== SOURCE PASSAGE ==
In Toronto, the S&P/TSX composite index eked out an eight-point gain to 12,118 early in the afternoon, after being down almost 200 points earlier. Its rebound was helped by the shares of gold companies, which rose as bullion moved deeper into record high territory. The S&P/TSX gold index was up 3.7 per cent.
Investors looking for a safe haven briefly pushed the December contract on the New York Mercantile Exchange above $1,800 US an ounce. In the early afternoon it was at $1,781.40 US an ounce, up $38.40.
On Tuesday, the TSX had soared 438 points as investors snapped up stocks that were beaten down during a market rout that carved 10 per cent from the TSX over the previous six sessions.
Also Wednesday, Canada's Finance Minister, Jim Flaherty, said that while Canada was "feeling the effects" of volatility on the markets, its economy is "performing relatively well" and expected to be among the strongest in the G7.
In New York, the Dow Jones Industrial Average was down 347 points, or 3.1 per cent, to 10,893, the Nasdaq Composite was down 62, or 2.5 per cent, to 2,421 and the S&P 500 was lower by 34 points, or 2.9 per cent, to 1,139.
The fall came after North American markets staged their strongest one-day rally in two years. That rise came after the U.S. Federal Reserve promised to leave interest rates ultra-low until mid-2013.
"The rally was rather short-lived, it's now focusing on a loss of confidence," said Kathryn Delgreco, investment adviser at TD Waterhouse.
"This market is not trading on fundamentals, it's trading on fear."
Shares in French banks — the most exposed to Italian and other troubled European economies — dropped despite assurances from government officials and rating agencies that France's triple A credit rating is not under threat.
Traders also worried about what will happen to France's debt, which is 85 per cent of GDP, well above the euro zone's recommended 60 per cent.
French bank Societe Generale's shares closed down almost 15 per cent, while stock in BNP Paribas was off more than nine per cent and Credit Agricole fell almost 12 per cent.
President Nicolas Sarkozy cut short his vacation in the French Riviera Wednesday and promised to cut France's huge debts in response to rising concerns that the country's triple A debt rating could be cut.
Sarkozy summoned key government ministers for an emergency meeting after days of mounting warnings from analysts that the world's fifth-biggest economy can't afford to keep bailing out poorer European states.
Paris exchange down 5.5%
European markets closed lower, with the Paris CAC 40 down 5.5 per cent, London's FTSE 100 index lower by 3.1 per cent and Frankfurt's DAX off 5.1 per cent.
The euro fell 1.35 per cent to $1.4181 US.
The Canadian dollar was down 1.16 cents to 101.00 cents US after volatility on currency markets pushed the loonie slightly below parity for a short while Tuesday.
The dollar is down sharply from a recent high of just over 106 cents at the end of last month as investors flocked to the safety of U.S. treasuries and gold.
Crude oil prices charged ahead more than $3 a barrel after worries about slowing demand pushed prices down 20 per cent from a recent high of almost $100 US on July 26, but later was up $1.99 on the Nymex to $81.29 US a barrel.
Earlier in Asia, the Shanghai Composite Index rose 0.9 per cent and the smaller Shenzhen Composite Index gained 1.4 per cent. Indexes in Taiwan and India also gained. Hong Kong's Hang Seng jumped 2.3 per cent.

== STATED EXERCISE A ==
Edit the market report from "Paris exchange down" through "5.1 per cent.", putting "ended lower" in place of "closed lower".

== ENTRIES SHOWN ==
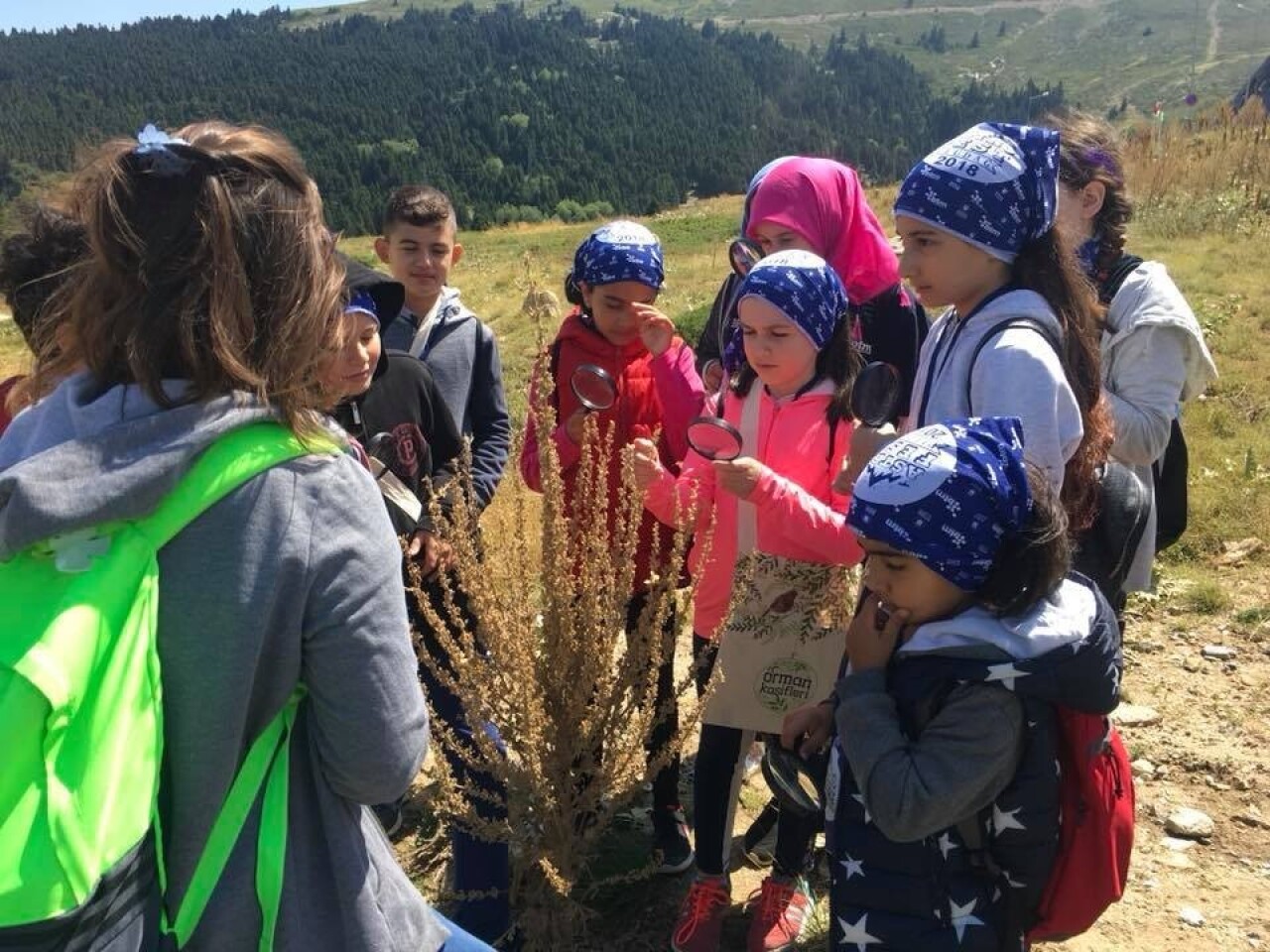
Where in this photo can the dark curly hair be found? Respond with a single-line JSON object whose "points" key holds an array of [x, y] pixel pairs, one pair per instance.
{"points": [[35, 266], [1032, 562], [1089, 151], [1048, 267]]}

--

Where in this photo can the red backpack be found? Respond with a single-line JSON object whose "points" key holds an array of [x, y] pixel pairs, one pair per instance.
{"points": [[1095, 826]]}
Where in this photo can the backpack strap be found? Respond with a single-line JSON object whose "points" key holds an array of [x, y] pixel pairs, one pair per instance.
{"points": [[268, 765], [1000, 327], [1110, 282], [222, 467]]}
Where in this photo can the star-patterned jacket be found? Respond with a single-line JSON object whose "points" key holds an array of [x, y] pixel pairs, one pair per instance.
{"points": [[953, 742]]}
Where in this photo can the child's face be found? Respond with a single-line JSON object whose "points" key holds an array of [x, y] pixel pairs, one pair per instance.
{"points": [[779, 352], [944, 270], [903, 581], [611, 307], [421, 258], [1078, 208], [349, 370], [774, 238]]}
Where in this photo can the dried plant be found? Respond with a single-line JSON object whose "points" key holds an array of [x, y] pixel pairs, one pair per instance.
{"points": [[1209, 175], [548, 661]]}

== STATED EXERCISE B ==
Count the lines of the listing above that contain the string "plant", matching case exactly, and reply with the number alone.

== TASK RESULT A ==
Paris exchange down 5.5%
European markets ended lower, with the Paris CAC 40 down 5.5 per cent, London's FTSE 100 index lower by 3.1 per cent and Frankfurt's DAX off 5.1 per cent.

== TASK RESULT B ==
1